Write out the data below exactly as given, without any of its pictures.

(Collection entries)
━━━━━━━━━━

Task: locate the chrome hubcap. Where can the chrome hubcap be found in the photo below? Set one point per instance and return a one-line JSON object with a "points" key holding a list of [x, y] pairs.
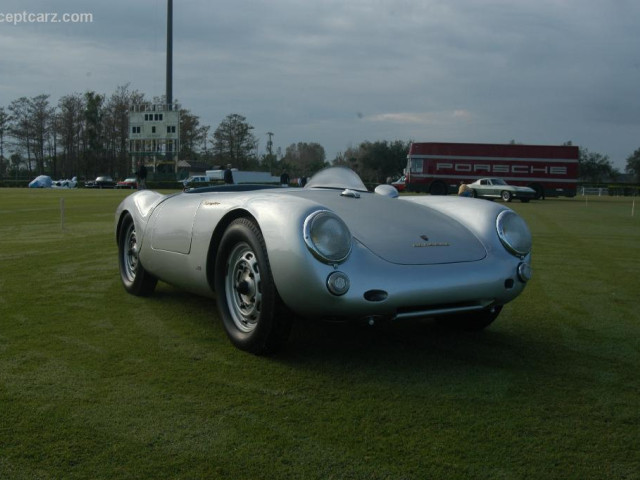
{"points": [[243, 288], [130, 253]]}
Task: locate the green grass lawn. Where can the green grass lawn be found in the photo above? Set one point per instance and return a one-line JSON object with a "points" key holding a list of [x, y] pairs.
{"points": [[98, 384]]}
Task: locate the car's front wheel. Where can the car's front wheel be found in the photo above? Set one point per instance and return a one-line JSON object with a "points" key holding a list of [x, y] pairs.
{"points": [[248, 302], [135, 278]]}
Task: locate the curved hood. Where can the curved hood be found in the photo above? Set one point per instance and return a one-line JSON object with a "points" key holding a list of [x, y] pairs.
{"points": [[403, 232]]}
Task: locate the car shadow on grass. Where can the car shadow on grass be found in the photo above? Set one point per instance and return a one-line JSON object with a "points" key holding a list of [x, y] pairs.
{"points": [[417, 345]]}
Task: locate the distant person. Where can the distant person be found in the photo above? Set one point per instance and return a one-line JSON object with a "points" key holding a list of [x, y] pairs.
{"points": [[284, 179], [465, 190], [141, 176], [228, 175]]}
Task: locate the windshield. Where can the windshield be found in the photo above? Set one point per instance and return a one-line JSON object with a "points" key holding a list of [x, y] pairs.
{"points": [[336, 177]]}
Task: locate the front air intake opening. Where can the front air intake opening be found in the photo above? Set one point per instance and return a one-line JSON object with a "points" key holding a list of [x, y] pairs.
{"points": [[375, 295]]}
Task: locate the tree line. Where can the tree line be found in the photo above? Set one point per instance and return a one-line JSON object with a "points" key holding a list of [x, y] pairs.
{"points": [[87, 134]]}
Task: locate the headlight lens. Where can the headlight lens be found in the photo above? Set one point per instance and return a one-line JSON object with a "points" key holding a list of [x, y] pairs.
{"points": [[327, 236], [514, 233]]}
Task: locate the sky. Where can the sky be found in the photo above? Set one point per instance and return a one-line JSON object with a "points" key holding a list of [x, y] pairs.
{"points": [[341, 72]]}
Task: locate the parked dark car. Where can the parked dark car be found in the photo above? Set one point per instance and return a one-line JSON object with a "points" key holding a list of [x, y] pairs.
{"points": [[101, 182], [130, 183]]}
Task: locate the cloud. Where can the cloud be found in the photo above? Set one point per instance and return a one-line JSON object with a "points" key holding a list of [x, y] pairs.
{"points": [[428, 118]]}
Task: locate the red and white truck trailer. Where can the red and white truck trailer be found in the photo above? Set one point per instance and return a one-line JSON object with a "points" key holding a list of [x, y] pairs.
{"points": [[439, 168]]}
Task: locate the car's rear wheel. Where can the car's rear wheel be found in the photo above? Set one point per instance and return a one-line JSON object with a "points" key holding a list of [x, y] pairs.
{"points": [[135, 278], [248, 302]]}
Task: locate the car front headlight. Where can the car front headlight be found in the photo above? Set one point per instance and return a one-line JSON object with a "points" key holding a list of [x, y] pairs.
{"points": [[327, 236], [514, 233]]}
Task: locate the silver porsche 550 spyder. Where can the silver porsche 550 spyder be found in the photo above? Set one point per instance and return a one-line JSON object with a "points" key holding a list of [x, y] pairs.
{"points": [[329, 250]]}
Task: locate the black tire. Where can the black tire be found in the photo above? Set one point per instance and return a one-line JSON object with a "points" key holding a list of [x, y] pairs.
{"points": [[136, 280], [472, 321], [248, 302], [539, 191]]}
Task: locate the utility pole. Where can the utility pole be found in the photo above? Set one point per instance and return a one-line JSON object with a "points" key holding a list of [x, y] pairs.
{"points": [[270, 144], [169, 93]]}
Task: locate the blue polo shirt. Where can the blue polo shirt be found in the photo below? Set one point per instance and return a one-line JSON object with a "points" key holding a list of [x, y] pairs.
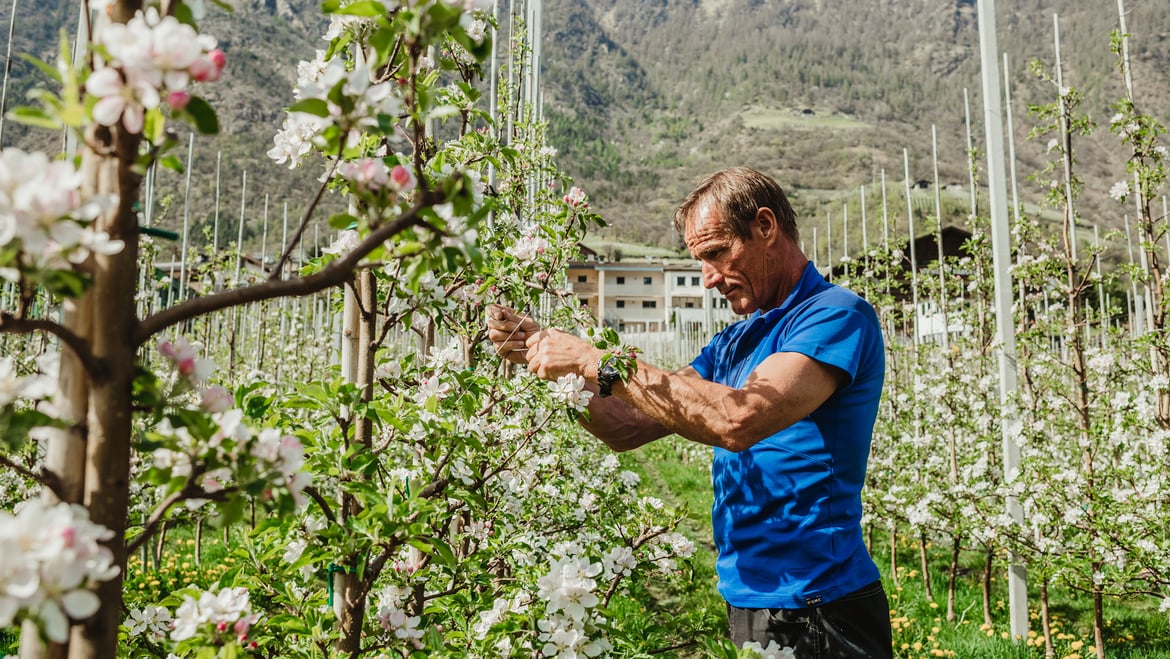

━━━━━━━━━━

Exercise response
Task: locate the chrome hubcap. Where can the chrome hubcap be found in the photo below? Set one point per instance and return a one-line JSON object with a "points" key holding a list of [x, y] pairs.
{"points": [[243, 288], [130, 253]]}
Task: locate the green grass lawn. Where can the green grass lawn be found in the photo above? Set one point per instance and return a one-line JSON object with a "points" key holding a list of [x, y] pairs.
{"points": [[98, 384]]}
Task: locate the car's front wheel. Where can the car's front wheel be found in the photo above? Set one point per instance and return a one-line JSON object with a "points" key holding a list of [x, y] pairs.
{"points": [[248, 302], [135, 278]]}
Task: locate the curved hood. Where can the curved hood be found in the photo above? Set one point per instance and return a one-line JSON object with a "points" key holding a list of [x, y] pairs.
{"points": [[403, 232]]}
Task: locate the car shadow on grass. Where can the car shadow on grass be found in the photo above? Set one point per instance and return a one-line JSON object with a "points" key holding a list of [x, y] pairs.
{"points": [[417, 345]]}
Task: locate the distant person. Where can the distant person be found in the photo above? Set one point per instance and return a one-line JSON object with a "points" key holding a list of [x, y] pairs.
{"points": [[284, 179], [465, 190], [141, 176], [228, 175]]}
Task: locate the windshield. Where can the windshield be found in the photo above? Set one point per instance and return a one-line JSON object with a "points" key holding a list of [x, y] pairs.
{"points": [[336, 177]]}
Task: locate the front air intake opening. Where can the front air intake opening be found in the photo above? Set one point per instance and return a one-line JSON object with a "points" key holding a list of [x, y] pairs.
{"points": [[375, 295]]}
Task: locate the tree line. Where can the tree line be found in the photo above? Set one point per instance and return a one-line JSON object with a "points" key holding a list of [x, y] pairs.
{"points": [[87, 134]]}
Task: locate the headlight lens. Where can the headlight lens be found in the photo above? Set one point per instance and return a one-line JSON object with a "points" key holding a list of [x, y] pairs.
{"points": [[327, 236], [514, 233]]}
Task: locate the sky. Where can the sky be found in the photo above? Set one point per instance and return a one-line JSON object with a "points" key holding a list of [x, y] pairs.
{"points": [[341, 72]]}
Task: locate the parked dark car. Where can the parked dark car be found in the photo above? Set one point per instance and return a one-line JSON object with a "points" key holding a list of [x, y] pairs.
{"points": [[101, 182], [130, 183]]}
Task: locate the cloud. Where can the cloud be found in the photo above? Set one point per instance and return a one-line JSON object with a "points" key holding a list of [x, y] pairs.
{"points": [[428, 118]]}
Task: locate the red and white truck trailer. Where can the red and white truck trailer be found in the photo above? Set one point per instance and return a one-line JSON object with a "points" key holding a list of [x, y] pairs.
{"points": [[439, 168]]}
Task: locate the car's rear wheel. Where can the car's rear wheel be found in the photo above? Set one point per instance and return a one-line JSON object with a "points" key holding a list of [x, y] pairs.
{"points": [[135, 278], [248, 302]]}
Task: locate the car front headlight. Where can the car front headlight be found in the photo above? Set one point per instance and return a one-line JSON object with a "points" key holding a list of [x, y] pairs.
{"points": [[327, 236], [514, 233]]}
Task: locate the silver porsche 550 spyder. Where can the silver porsche 550 spyder be found in the photo above? Set one point per instance and return a one-line JSON object with a "points" key holding a list of [x, y] pairs.
{"points": [[329, 250]]}
Task: locate the black tire. Where can the black tire be found in the photo above? Set one point per instance and return a one-line JSON object with a "points" key holding a list of [x, y] pairs.
{"points": [[136, 280], [472, 321], [248, 302], [539, 191]]}
Task: locate the utility pole. Where can the utility pole be found in the photo above? Set one point per instance and return a one-line JSON object with a "points" key holding a list of [x, y] pairs.
{"points": [[270, 144], [169, 93]]}
Task: locate the blue polo shirt. Where can the blue polo shirt be found in the photo below? Set one point per instance and return a one-line JSON object with a "points" key holding a list of [x, y] pairs.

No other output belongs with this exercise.